* [Lines of data]
-- BEGIN --

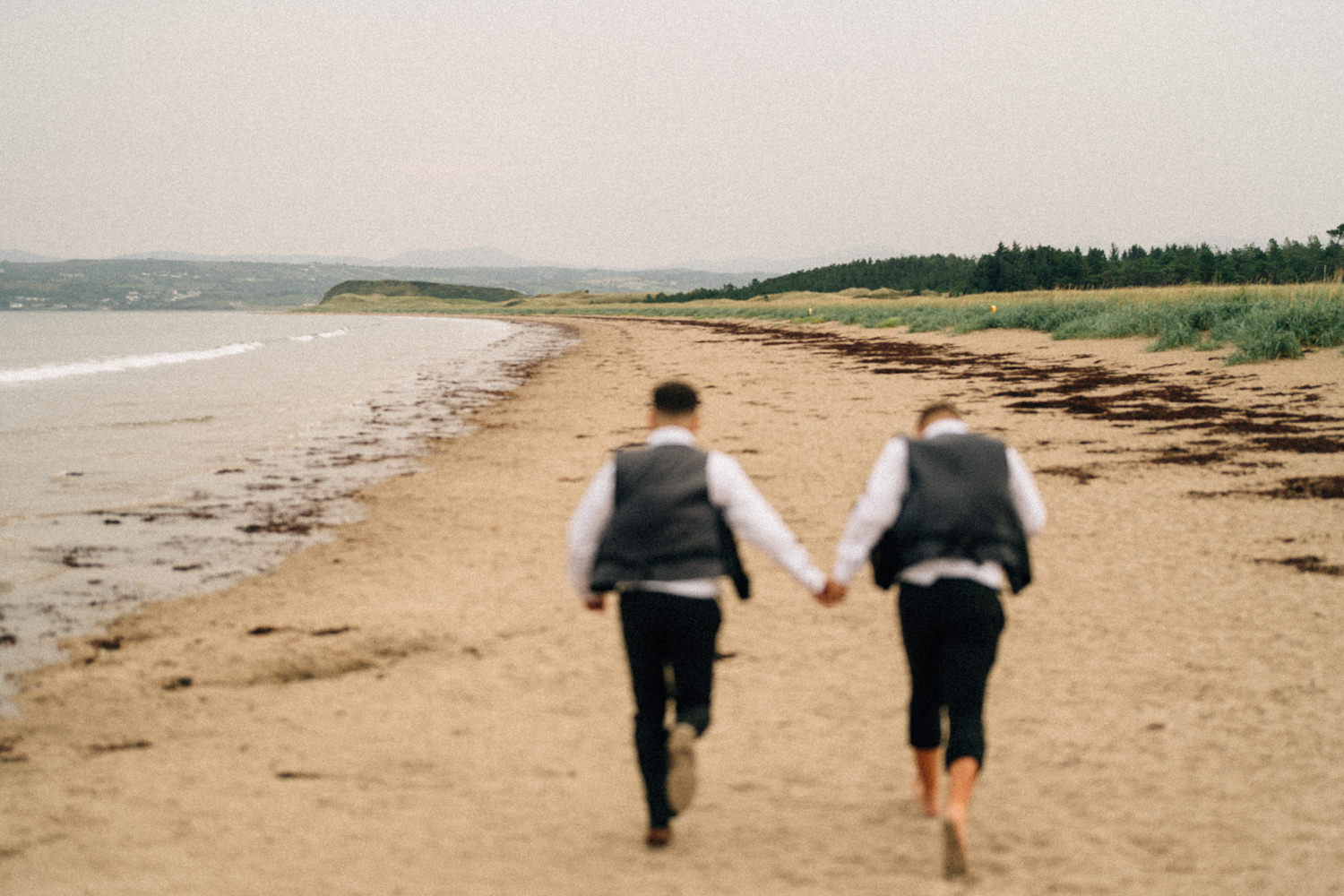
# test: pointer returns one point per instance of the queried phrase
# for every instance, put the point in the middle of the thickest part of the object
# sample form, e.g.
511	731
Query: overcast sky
626	134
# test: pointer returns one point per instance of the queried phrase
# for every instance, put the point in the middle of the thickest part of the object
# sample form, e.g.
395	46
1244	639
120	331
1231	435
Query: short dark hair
935	409
675	398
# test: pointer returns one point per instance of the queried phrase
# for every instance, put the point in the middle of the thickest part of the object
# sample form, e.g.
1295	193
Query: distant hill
220	285
421	289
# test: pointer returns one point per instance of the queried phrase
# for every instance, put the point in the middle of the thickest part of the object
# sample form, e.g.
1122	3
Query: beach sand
421	705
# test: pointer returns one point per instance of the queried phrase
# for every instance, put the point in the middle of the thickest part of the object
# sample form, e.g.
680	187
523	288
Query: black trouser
951	630
663	630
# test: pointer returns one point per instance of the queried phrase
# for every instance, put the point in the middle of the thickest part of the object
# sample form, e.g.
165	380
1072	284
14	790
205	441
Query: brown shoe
953	852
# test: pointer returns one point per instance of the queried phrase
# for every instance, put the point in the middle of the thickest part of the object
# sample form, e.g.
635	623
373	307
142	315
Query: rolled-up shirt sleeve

-- END --

* [SHORT TASK] How many of the lines above contain the string "Query" with matching case? Reply with the number alone.

* [EXERCISE RESULT] 7